▶ Extracted text
****************************************
[time-nuts] AVAR <-> S_Y conversion

[Wolfgang Wallner]

Hello time-nuts community,

thanks to your feedback and that of others, I could make additional
progress on my journey to understand powerlaw noise :)

I would like to reiterate what I have learned so far. Please comment on
anything that you think is done wrong.

-----------------------------------------------
0) Conventions:
-----------------------------------------------

My main goal is to simulate powerlaw noise and analyze it as described
in IEEE1139 [1]. I will use the following conventions:

f_s     sampling frequency of the simulated noise
tau_0   time interval between two samples (directly related as 1/f_s)

y(t)    Fractional frequency deviation at time t
S_y(f)  one-sided PSD of y, has a shape of as h_alpha * f^alpha

alpha has one of the following values:

2   White PM noise
1   Flicker PM noise
0   White FM noise
-1  Flicker FM noise
-2  Random Walk noise

-----------------------------------------------
1) Using the formulas in IEEE 1139:
-----------------------------------------------

As I said, I mainly use the formulas given in IEEE1139, especially those
in Table B.2, which define the relationship between Allan Variance and
the S_y. I have attached a screenshot of those formulas to this mail.

I'm not sure what f_h should be in the calculation of the terms D and E.
IEEE 1139 defines it as the "high-frequency cutoff of an infinitely
sharp low-pass filter".

I don't sample my noise from a real device, but simulate it.
Am I right that I can use f_h = f_s/2 (Nyquist theorem)? I haven't found
a publication that explicitly states this, but in my experiments this
assumptions works well.

-----------------------------------------------
2) Noise generation, calculation of h_alpha:
-----------------------------------------------

I generate powerlaw noise according to the publication by Kasdin and
Walter [2]. As you might have noticed in my initial mail, I estimated
h_alpha from an Allan Variance plot. This is not how it should be done.
The better way would be to estimate it from my noise configuration.
****************************************
▶ Data section
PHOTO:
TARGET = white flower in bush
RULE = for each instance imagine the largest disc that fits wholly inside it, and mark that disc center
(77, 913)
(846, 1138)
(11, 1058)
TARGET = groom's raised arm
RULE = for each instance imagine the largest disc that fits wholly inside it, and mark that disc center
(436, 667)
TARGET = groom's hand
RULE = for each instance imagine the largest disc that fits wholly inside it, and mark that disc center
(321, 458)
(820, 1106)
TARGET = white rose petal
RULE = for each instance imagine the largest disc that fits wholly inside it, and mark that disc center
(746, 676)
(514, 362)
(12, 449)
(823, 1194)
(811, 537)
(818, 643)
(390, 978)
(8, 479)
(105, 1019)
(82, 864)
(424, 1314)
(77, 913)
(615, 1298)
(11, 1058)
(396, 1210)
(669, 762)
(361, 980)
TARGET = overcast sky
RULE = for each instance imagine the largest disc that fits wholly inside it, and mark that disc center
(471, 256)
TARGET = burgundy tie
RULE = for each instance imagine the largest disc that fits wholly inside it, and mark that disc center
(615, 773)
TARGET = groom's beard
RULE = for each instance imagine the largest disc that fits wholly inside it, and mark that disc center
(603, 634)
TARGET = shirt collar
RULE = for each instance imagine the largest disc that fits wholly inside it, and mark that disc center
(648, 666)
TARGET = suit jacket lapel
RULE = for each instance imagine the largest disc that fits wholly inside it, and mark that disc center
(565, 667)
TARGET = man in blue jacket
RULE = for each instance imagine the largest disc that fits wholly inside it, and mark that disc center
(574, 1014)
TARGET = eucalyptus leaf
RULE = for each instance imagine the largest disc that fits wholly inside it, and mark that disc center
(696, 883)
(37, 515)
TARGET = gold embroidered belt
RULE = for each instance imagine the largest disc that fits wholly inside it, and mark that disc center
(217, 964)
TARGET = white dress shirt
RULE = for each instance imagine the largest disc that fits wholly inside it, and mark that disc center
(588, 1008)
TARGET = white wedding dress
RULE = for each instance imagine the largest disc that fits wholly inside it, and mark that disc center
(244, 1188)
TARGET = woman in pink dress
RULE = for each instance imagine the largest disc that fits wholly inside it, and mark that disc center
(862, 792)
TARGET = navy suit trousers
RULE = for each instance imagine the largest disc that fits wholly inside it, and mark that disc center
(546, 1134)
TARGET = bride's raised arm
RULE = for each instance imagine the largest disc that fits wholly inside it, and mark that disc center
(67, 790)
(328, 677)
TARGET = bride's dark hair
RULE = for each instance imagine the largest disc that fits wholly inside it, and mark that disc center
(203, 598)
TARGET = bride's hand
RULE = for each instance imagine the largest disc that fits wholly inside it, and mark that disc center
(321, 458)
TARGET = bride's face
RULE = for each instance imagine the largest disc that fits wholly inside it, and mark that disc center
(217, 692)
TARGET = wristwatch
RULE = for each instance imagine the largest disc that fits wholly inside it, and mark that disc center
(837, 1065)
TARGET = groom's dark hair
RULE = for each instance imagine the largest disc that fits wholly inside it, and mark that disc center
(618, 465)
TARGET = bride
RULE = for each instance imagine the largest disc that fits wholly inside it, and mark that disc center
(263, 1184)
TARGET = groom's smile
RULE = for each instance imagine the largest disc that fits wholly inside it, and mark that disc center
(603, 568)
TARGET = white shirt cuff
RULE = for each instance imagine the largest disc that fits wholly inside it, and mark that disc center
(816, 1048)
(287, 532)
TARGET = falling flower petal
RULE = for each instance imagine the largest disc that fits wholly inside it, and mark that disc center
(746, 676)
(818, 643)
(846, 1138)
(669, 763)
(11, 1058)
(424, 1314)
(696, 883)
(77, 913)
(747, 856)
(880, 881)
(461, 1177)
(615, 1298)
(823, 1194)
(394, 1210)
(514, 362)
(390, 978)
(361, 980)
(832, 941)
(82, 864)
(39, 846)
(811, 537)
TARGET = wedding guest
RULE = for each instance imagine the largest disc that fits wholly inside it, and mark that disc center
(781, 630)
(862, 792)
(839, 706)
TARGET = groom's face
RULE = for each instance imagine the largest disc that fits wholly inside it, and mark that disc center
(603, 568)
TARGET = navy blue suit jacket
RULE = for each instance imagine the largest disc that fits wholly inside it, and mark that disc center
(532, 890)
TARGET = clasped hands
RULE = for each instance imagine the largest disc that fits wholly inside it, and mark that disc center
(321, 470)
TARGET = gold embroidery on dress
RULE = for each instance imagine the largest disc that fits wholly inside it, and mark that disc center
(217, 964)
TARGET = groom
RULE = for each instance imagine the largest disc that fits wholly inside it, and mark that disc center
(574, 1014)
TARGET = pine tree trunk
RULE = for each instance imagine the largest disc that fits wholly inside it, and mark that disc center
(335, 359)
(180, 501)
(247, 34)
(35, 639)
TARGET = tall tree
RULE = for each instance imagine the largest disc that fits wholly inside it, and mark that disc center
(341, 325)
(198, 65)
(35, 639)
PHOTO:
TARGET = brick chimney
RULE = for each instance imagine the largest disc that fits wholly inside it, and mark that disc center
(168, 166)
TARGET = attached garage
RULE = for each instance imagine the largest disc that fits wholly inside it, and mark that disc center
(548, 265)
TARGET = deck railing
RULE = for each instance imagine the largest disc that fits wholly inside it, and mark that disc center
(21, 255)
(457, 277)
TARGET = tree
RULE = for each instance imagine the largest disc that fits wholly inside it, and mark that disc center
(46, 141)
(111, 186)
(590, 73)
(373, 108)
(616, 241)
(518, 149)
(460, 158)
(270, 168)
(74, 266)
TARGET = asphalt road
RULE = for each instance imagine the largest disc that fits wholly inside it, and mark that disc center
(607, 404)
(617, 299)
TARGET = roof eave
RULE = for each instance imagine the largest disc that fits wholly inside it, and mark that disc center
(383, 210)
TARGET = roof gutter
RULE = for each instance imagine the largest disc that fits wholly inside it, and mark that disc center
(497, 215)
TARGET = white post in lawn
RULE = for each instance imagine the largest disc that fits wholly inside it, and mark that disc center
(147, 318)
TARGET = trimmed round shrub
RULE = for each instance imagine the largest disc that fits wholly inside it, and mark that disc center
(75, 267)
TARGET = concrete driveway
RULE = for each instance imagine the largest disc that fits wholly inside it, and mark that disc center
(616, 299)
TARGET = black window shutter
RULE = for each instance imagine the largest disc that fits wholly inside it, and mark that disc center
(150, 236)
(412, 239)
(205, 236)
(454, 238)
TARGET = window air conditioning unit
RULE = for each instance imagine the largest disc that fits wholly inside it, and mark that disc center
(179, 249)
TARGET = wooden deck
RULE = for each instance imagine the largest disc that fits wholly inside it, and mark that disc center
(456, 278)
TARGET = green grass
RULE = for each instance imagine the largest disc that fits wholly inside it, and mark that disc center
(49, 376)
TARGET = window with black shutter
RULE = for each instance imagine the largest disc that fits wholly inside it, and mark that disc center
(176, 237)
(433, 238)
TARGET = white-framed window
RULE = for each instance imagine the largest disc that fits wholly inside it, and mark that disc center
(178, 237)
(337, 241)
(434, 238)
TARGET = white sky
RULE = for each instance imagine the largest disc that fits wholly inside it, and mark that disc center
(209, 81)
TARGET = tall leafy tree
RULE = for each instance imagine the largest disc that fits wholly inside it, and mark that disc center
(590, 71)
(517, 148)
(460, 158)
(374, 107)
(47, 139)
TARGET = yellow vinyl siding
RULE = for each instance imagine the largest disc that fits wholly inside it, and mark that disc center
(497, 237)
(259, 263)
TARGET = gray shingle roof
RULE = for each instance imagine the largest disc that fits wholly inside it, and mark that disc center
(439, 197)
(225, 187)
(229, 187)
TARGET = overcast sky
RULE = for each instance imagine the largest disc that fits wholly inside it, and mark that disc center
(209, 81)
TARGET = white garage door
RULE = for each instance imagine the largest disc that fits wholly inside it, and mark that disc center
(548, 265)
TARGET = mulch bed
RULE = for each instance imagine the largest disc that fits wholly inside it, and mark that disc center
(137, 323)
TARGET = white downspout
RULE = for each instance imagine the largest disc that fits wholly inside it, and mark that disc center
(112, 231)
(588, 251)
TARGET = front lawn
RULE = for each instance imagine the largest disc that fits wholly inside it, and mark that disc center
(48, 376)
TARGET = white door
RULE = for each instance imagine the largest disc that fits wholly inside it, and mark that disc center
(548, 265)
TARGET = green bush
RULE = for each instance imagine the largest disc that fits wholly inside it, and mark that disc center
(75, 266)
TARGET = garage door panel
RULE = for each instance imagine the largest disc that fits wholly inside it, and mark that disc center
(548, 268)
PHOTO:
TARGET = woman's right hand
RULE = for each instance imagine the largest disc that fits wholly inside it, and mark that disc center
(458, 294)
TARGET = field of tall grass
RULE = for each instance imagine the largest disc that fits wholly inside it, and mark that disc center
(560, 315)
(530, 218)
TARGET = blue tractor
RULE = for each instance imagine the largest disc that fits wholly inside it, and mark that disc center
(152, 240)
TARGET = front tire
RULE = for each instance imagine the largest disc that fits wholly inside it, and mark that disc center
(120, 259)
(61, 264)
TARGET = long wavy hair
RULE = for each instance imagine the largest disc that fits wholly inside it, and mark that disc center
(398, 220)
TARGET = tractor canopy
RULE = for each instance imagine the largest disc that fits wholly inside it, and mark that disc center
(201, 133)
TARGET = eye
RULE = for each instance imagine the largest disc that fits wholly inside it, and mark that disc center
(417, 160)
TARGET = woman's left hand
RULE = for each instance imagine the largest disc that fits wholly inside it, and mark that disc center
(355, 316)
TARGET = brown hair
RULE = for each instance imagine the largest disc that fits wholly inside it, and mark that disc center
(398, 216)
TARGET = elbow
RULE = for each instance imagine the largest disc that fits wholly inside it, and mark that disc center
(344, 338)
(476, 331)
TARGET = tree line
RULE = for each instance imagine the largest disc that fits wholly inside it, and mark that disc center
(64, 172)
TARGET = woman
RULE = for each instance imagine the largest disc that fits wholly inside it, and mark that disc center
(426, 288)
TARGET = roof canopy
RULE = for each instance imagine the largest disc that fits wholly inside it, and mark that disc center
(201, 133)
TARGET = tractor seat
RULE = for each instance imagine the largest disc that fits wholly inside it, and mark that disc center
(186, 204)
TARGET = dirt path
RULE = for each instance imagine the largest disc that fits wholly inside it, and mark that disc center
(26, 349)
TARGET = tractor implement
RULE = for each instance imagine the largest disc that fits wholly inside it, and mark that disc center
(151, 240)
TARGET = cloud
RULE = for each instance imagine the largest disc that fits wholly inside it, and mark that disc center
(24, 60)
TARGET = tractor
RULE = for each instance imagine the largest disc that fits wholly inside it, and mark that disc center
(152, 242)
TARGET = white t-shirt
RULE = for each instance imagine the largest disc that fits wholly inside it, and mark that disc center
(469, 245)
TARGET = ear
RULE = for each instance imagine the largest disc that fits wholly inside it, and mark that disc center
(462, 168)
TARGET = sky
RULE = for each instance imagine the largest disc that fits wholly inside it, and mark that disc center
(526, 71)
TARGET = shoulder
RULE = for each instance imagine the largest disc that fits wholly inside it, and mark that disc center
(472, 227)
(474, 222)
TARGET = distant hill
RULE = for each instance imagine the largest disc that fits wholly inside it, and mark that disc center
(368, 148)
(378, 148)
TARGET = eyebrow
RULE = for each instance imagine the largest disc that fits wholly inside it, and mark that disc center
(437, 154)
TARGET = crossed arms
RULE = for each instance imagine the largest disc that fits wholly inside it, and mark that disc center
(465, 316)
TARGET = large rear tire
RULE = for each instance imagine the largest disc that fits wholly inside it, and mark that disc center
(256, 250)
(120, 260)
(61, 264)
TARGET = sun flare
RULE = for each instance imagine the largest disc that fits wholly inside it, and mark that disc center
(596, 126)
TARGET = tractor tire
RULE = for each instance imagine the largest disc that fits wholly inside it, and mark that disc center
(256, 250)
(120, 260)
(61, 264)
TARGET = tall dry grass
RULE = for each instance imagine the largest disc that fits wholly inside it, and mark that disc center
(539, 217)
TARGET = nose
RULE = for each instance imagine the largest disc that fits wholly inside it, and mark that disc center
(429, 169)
****************************************
▶ Exercise brief
Reproduce word for word the part of the AVAR and S_y conversion post between "[Wolfgang Wallner]" and "is done wrong.", inclusive.

▶ Solution for this exercise
[Wolfgang Wallner]

Hello time-nuts community,

thanks to your feedback and that of others, I could make additional
progress on my journey to understand powerlaw noise :)

I would like to reiterate what I have learned so far. Please comment on
anything that you think is done wrong.